**Work instruction:**
Type out all the data below, word for word.

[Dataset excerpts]
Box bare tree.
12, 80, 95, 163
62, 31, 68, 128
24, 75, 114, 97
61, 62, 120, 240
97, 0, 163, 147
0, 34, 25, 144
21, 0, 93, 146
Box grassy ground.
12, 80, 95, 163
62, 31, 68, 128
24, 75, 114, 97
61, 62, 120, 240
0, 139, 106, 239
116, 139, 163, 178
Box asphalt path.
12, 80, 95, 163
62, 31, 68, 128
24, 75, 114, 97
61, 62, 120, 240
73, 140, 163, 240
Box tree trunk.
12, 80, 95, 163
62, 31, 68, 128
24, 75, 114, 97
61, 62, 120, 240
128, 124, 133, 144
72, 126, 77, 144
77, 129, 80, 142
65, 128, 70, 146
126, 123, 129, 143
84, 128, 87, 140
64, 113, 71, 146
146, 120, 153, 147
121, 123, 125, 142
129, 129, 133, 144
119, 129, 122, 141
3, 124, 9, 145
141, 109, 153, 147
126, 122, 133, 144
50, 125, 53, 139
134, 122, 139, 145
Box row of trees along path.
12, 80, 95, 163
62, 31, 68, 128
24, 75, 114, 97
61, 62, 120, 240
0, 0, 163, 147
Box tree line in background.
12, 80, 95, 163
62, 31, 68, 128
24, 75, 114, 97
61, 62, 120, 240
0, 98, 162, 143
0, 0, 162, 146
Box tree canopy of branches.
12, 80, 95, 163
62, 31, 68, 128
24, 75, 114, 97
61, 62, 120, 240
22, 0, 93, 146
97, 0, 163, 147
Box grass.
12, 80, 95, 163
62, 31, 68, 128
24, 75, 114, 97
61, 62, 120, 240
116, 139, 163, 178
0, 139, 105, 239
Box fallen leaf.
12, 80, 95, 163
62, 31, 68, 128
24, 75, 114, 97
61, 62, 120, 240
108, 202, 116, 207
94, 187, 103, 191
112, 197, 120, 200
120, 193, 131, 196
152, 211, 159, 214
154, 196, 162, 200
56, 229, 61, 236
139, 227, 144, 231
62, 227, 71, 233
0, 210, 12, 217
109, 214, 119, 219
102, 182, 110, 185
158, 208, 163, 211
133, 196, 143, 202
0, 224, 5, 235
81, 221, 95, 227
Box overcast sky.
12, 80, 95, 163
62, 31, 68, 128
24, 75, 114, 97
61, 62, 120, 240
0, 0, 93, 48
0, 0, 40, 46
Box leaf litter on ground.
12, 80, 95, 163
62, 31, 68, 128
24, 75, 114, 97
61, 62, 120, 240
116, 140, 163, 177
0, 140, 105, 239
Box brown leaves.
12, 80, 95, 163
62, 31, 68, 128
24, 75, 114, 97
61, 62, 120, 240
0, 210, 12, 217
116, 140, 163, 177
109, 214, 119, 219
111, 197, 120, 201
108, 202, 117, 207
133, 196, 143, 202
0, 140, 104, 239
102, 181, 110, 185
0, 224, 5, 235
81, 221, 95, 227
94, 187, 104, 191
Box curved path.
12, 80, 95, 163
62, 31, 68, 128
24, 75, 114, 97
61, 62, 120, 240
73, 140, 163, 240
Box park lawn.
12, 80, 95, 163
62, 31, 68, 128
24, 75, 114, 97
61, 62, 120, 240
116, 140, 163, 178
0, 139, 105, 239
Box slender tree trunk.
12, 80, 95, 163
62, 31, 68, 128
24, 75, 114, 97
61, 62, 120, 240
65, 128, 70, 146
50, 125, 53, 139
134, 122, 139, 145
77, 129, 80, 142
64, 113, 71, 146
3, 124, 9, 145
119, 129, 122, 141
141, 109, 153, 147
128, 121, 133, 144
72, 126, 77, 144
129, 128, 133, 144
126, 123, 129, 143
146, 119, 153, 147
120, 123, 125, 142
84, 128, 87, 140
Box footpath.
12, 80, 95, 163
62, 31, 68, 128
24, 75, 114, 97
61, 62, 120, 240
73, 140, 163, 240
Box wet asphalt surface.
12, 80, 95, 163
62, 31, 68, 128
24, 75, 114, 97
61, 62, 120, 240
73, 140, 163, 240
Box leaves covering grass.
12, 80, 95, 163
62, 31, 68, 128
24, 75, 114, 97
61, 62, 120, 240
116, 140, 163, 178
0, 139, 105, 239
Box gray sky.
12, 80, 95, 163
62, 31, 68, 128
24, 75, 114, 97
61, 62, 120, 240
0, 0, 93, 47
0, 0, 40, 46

**Response to the exercise:**
Box bare tree.
12, 80, 95, 163
62, 31, 68, 128
24, 75, 114, 97
61, 62, 120, 240
97, 0, 163, 147
0, 34, 25, 144
21, 0, 93, 146
Box grassy ground.
12, 80, 95, 163
62, 31, 68, 128
24, 75, 114, 97
61, 62, 120, 240
0, 139, 106, 239
116, 139, 163, 178
Box asphalt path.
12, 80, 95, 163
62, 31, 68, 128
24, 75, 114, 97
61, 62, 120, 240
73, 140, 163, 240
Box tree trunk.
12, 80, 95, 163
62, 31, 68, 128
24, 75, 114, 97
61, 62, 120, 240
128, 124, 133, 144
72, 126, 77, 144
77, 129, 80, 142
65, 128, 70, 146
126, 123, 129, 143
84, 128, 87, 140
64, 113, 71, 146
146, 120, 153, 147
121, 123, 125, 142
129, 129, 133, 144
119, 129, 122, 141
3, 124, 9, 145
141, 109, 153, 147
126, 122, 133, 144
50, 125, 53, 139
134, 122, 139, 145
Box row of trees along path.
12, 80, 95, 163
62, 31, 68, 128
24, 75, 114, 97
61, 62, 120, 240
0, 0, 163, 147
Box tree line in background.
12, 80, 95, 163
62, 31, 68, 128
24, 75, 114, 97
61, 62, 120, 240
0, 98, 162, 143
0, 0, 162, 146
Box tree canopy of branches.
12, 80, 95, 163
62, 31, 68, 128
24, 75, 114, 97
61, 62, 120, 240
22, 0, 93, 146
97, 0, 163, 147
Box grass.
12, 80, 95, 163
62, 31, 68, 128
24, 75, 114, 97
61, 62, 120, 240
116, 139, 163, 178
0, 139, 105, 239
Box fallen leaf.
12, 80, 95, 163
62, 31, 68, 128
24, 75, 114, 97
61, 62, 120, 240
108, 202, 116, 207
94, 187, 103, 191
112, 197, 120, 200
120, 193, 131, 196
152, 211, 159, 214
154, 196, 162, 200
56, 229, 61, 236
139, 227, 144, 231
62, 227, 71, 233
0, 210, 12, 217
109, 214, 119, 219
102, 182, 110, 185
158, 208, 163, 211
133, 196, 143, 202
0, 224, 5, 235
81, 221, 95, 227
Box overcast sky.
12, 80, 95, 163
62, 31, 68, 128
24, 75, 114, 97
61, 62, 120, 240
0, 0, 93, 48
0, 0, 40, 46
Box leaf litter on ground.
12, 80, 95, 163
62, 31, 68, 128
24, 75, 114, 97
61, 62, 120, 240
116, 140, 163, 177
0, 140, 105, 239
Box brown leaves.
12, 80, 95, 163
62, 31, 68, 128
24, 75, 114, 97
61, 62, 120, 240
0, 210, 12, 217
116, 140, 163, 177
109, 214, 119, 219
111, 197, 120, 201
108, 202, 117, 207
133, 196, 143, 202
0, 140, 104, 239
102, 181, 110, 185
0, 224, 5, 235
81, 221, 95, 227
94, 187, 104, 191
Box curved path.
12, 80, 95, 163
62, 31, 68, 128
24, 75, 114, 97
61, 62, 120, 240
73, 140, 163, 240
Box park lawn.
12, 80, 95, 163
62, 31, 68, 128
24, 75, 114, 97
61, 62, 120, 240
116, 140, 163, 178
0, 139, 105, 239
Box slender tree trunk.
12, 80, 95, 163
62, 31, 68, 128
24, 75, 114, 97
61, 62, 120, 240
65, 128, 70, 146
50, 125, 53, 139
134, 122, 139, 145
77, 129, 80, 142
64, 113, 71, 146
3, 124, 9, 145
119, 129, 122, 141
141, 109, 153, 147
128, 121, 133, 144
72, 126, 77, 144
129, 128, 133, 144
126, 123, 129, 143
146, 119, 153, 147
120, 123, 125, 142
84, 128, 87, 140
Box footpath.
12, 80, 95, 163
62, 31, 68, 128
24, 75, 114, 97
61, 62, 120, 240
73, 140, 163, 240
Box wet asphalt surface.
12, 80, 95, 163
62, 31, 68, 128
24, 75, 114, 97
61, 62, 120, 240
73, 140, 163, 240
Box leaves covering grass.
12, 80, 95, 163
62, 31, 68, 128
24, 75, 114, 97
61, 62, 120, 240
116, 140, 163, 178
0, 139, 105, 239
Box gray sky.
12, 80, 95, 163
62, 31, 68, 128
24, 75, 114, 97
61, 62, 120, 240
0, 0, 93, 47
0, 0, 40, 46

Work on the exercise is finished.